__SELECTED EXTRACT__
[Begin]
A German-Palestinian life spanning over 60 years.

  • May 02 2024
  • Annamaria Olsson
    is an NGO founder, writer, and activist, living in Berlin since 2008. The text is an excerpt from the book “Borderland: A European Mosaic of Walls and Welcomes”. The book was recently dropped by its German agent due two chapters referring to the German-Palestinian history.

The flea market on Strasse 17th June can be compared to an entry-level archaeological dig through Berlin’s complicated history. Eccentric ladies with mini-dogs, weekend tourists, and the general public all rub shoulders among the Burberry trench coats, plundered masks from the former colony of Namibia, Russian brooches, GDR memorabilia, and generic Prussian oil paintings. The jewelry dealer Sabri Hammoudeh, a Palestinian Nakba survivor who came to the city in 1961 - the year as the Wall was built - has as many stories as the market itself.

Sabri waved from his stall. He is one of those people who stays alert, even as age begins to slow the movements of the body. His remaining gray hairs are scattered sparsely around the back of his head; his hazel eyes are warm and his body slender. One instantly feels at home in his presence, like he’s a long-lost uncle. 

His stall doesn’t stand out; it’s an anonymous white market stall with a set of scales, and a simple business card printed with an email address. In front of the two-man, family-run sales team of Hammoudeh is a glass case showcasing various treasures. By Sabri’s side is his nephew Adil. Adil’s warm Hammoudeh eyes made him seem friendly, despite his imposing stature as the stall’s security guard. Sabri has actually been a pensioner for more than twenty years, but has no desire to step back from the business. He loves the market, and several relatives in Jordan are still dependent on the revenues it generates. Having worked here for more than thirty years, he seemed to know virtually everyone. A Jewish-Canadian woman who once sold esoteric bric-á-brac comes by on her lunch break. A saz player from Aleppo wants to know how much a certain family heirloom is worth. In between chatting with customers, Sabri takes out some jewelry to show me. Our coffee cups wobble on the table as he brings out some heavy stones. Sabri puts a heavy sapphire bracelet over my bony wrist, then a necklace with pink-purple stones, so perfect they almost look fake. Entranced, I survey the jewelry adorning my hand which presently is dressed with chipped metallic two-euro nail polish.


fig. 1


“Sometimes when people walk past they look at us skeptically and ask if it’s a bijouterie. You’re here selling this? We don’t sell everything here. It’s too risky. We sell a lot on commission,” he says, scrolling through photos on Whatsapp. 
“We visit people at home to show them the gems they’ve queued for. You know trading in jewelry in a public place is not entirely legal here. It is legal everywhere in Germany, except in Berlin. The law has stayed unchanged since Bismarck, and Hitler. Back then, trading in gemstones was mainly something Jews did, and the [racist authorities] wanted to cut off their sources of income, so they banned the buying and selling of precious metals in public places. For some reason this law is still in place, but both the Ordnungsamt and the SPD politicians turn a blind eye to it. They’ve got other fish to fry.”
[End]
__WRITTEN EXERCISE__
Rewrite the stretch of the Berlin flea market excerpt from "The flea market" through "the market itself.", swapping "jewelry dealer" for "gem trader".

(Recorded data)
[Begin]
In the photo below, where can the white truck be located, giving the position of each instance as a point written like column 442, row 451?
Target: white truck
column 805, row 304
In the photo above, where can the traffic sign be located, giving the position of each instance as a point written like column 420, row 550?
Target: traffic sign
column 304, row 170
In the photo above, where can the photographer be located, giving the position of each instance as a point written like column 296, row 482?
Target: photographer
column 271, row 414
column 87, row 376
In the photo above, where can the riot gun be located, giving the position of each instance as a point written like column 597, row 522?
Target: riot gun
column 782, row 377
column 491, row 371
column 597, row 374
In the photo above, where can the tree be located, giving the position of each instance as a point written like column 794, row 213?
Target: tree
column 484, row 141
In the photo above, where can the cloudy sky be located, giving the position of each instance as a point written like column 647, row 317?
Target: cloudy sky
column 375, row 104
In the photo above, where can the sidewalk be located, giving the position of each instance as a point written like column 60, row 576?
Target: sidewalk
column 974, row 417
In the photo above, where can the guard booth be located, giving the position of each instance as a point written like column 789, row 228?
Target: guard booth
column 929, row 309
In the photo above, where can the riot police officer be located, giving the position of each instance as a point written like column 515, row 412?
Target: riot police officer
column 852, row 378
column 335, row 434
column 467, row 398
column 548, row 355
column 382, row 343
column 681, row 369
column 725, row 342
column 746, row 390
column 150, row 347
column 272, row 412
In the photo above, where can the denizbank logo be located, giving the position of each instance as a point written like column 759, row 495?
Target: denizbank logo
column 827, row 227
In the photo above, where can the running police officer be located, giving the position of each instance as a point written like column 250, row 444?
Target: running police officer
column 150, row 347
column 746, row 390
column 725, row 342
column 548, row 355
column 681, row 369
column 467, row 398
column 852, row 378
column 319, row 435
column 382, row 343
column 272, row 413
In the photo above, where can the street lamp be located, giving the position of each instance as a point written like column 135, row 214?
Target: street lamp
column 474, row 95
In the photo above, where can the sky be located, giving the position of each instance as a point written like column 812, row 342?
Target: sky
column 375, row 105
[End]
__RESULT OF THIS TASK__
The flea market on Strasse 17th June can be compared to an entry-level archaeological dig through Berlin’s complicated history. Eccentric ladies with mini-dogs, weekend tourists, and the general public all rub shoulders among the Burberry trench coats, plundered masks from the former colony of Namibia, Russian brooches, GDR memorabilia, and generic Prussian oil paintings. The gem trader Sabri Hammoudeh, a Palestinian Nakba survivor who came to the city in 1961 - the year as the Wall was built - has as many stories as the market itself.